## TAREFA INDICADA 1
Responda a estas perguntas com base no texto sobre o Concílio de Niceia:
(a) Em que data foi publicado o documento da Comissão Teológica Internacional?
(b) De que cidade era o presbítero Ário?
(c) Cerca de quantos bispos o imperador Constantino reuniu em Niceia?
## TAREFA INDICADA 2
Por favor, devolva todas as linhas das entradas que contêm a palavra "pavement".

## TEXTO DO DOCUMENTO

O Sumo Pontífice se referiu ao documento da Comissão Teológica Internacional Jesus Cristo, Filho de Deus, Salvador. 1.700º aniversário do Concílio Ecumênico de Niceia, publicado em 3 de abril passado, para aprofundar “a importância e a atualidade não apenas teológica e eclesial, mas também cultural e social do Concílio de Niceia”.
O Papa ressaltou que a proclamação da fé em Jesus Cristo, Filho de Deus, feita pelo Concílio em 325 d.C., “constitui o coração da fé cristã”. “Ainda hoje, em cada celebração eucarística dominical, recitamos o Credo Niceno-Constantinopolitano, a profissão de fé que une todos os cristãos”. Além disso, “nestes tempos difíceis que vivemos, em meio a tantas preocupações e medos, ameaças de guerra e violência, desastres naturais, graves injustiças e desequilíbrios, fome e miséria sofridas por milhões de nossos irmãos e irmãs”, observou o Papa, “este Credo nos dá esperança”.
Concílio de Niceia
Os tempos do Concílio de Niceia (325) eram profundamente conturbados. Embora o Édito de Milão (313), promulgado por Constantino e Licínio, “parecia anunciar uma era de paz externa, logo surgiram graves conflitos internos na Igreja”.
O principal foco de tensão foi a doutrina do presbítero Ário, de Alexandria, que negava a plena divindade do Filho, apresentando-O como um ser intermediário entre o Deus inatingivelmente distante e nós”, e que “teria havido um tempo em que em que o Filho ‘não era’”. Tal ensino, embora compatível com certas correntes filosóficas da época, espalhou-se rapidamente e ameaçou a unidade da fé.
Diante disso, o bispo Alexandre de Alexandria, reconhecendo a incompatibilidade dessa doutrina com a Sagrada Escritura, condenou-a num sínodo regional reunindo os bispos do Egito e da Líbia e alertou os demais bispos orientais.
“No entanto, os seguidores de Ário também se uniram. Isso levou a uma das maiores crises na história da Igreja do primeiro milênio. O motivo da disputa, na verdade, não era um detalhe secundário. Tratava-se do cerne da fé cristã”, sublinhou Leão XIV.
O imperador Constantino convocou, então, o primeiro Concílio Ecumênico da história, reunindo em Niceia, no ano de 325, cerca de 318 bispos — número até então sem precedentes.

## ENTRADAS DA TAREFA
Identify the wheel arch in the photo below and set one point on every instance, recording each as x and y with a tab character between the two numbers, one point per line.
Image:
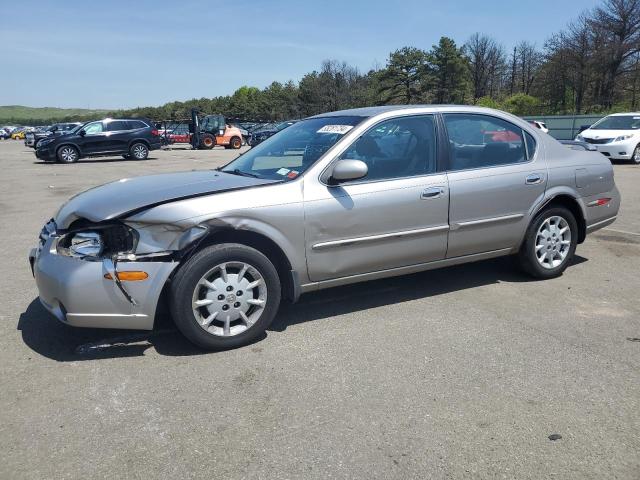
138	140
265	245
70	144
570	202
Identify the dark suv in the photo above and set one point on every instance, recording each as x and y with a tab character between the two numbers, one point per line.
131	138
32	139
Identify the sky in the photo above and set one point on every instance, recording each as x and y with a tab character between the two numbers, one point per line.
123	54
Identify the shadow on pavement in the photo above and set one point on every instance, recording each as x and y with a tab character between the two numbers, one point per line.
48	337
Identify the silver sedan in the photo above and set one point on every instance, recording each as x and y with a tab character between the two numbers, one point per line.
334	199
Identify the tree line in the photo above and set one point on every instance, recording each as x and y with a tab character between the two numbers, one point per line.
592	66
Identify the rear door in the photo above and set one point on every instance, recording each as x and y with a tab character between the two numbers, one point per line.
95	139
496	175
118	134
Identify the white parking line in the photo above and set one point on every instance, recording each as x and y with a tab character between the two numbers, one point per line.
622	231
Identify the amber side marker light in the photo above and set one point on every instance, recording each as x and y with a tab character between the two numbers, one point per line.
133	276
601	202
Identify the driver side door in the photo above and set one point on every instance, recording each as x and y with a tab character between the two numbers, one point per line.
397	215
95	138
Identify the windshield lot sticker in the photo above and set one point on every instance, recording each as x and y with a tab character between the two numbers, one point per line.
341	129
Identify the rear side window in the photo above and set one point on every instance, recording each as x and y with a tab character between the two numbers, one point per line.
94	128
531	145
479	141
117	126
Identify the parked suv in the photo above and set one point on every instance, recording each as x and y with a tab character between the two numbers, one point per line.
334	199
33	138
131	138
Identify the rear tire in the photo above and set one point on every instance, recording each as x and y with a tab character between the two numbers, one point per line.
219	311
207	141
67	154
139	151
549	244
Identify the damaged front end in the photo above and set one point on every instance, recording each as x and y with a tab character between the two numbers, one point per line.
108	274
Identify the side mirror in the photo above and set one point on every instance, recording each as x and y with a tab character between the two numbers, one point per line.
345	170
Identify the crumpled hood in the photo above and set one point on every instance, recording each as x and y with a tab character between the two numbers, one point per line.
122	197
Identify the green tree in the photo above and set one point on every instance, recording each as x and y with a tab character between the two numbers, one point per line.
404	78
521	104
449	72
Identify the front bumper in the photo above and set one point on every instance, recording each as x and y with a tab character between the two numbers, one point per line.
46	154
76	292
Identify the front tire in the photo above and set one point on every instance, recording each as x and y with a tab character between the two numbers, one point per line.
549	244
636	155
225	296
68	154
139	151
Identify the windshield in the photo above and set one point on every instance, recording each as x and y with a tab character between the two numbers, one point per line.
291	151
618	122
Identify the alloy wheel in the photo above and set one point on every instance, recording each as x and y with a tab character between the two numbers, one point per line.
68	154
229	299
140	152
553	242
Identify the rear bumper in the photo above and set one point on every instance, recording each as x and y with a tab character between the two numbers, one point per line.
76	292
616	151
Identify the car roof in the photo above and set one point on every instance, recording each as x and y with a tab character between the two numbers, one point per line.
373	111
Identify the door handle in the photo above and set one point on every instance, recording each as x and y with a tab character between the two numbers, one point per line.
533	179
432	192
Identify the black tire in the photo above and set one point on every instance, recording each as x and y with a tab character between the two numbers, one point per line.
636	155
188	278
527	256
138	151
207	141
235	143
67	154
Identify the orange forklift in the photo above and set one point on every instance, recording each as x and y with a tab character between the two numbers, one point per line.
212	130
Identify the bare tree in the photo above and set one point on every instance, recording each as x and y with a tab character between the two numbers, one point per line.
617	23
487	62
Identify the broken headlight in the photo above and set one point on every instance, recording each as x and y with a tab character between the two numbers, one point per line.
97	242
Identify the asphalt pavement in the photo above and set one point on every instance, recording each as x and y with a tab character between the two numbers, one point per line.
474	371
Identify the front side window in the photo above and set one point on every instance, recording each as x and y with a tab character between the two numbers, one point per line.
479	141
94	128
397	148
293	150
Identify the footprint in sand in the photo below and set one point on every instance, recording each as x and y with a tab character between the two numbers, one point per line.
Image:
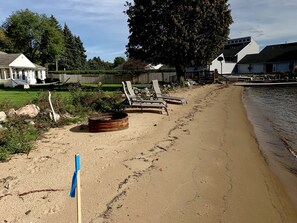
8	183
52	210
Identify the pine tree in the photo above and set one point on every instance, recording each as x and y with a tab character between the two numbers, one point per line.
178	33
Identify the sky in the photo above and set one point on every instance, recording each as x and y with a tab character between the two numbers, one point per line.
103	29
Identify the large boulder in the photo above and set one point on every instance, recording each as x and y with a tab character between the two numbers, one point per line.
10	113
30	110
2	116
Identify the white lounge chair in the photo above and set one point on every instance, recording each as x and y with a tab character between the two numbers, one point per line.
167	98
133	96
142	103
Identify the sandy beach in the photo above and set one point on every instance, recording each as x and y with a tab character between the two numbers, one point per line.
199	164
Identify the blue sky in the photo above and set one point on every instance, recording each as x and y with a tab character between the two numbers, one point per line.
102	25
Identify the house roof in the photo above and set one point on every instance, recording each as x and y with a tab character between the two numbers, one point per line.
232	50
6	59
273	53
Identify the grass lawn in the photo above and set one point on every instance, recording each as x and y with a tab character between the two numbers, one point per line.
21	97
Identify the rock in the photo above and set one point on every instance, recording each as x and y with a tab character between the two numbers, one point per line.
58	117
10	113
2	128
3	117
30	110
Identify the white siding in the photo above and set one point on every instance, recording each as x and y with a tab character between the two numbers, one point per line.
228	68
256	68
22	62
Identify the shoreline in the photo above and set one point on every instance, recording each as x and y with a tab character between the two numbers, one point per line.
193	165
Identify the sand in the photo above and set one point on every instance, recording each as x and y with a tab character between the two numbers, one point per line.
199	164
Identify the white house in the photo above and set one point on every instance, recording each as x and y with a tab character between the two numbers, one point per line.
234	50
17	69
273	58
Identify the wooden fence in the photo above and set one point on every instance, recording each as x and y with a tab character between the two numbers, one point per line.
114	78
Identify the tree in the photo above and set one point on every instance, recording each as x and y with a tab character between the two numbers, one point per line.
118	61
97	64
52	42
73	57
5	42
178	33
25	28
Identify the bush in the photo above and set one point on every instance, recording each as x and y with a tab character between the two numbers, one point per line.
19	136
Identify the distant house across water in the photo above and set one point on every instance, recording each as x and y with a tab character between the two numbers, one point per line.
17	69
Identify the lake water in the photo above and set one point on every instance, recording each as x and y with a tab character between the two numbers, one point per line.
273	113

## RESPOSTA COMPLETA 1
(a) Em 3 de abril.
(b) De Alexandria.
(c) Cerca de 318 bispos.

## RESPOSTA COMPLETA 2
Identify the shadow on pavement in the photo above and set one point on every instance, recording each as x and y with a tab character between the two numbers, one point per line.
Identify the asphalt pavement in the photo above and set one point on every instance, recording each as x and y with a tab character between the two numbers, one point per line.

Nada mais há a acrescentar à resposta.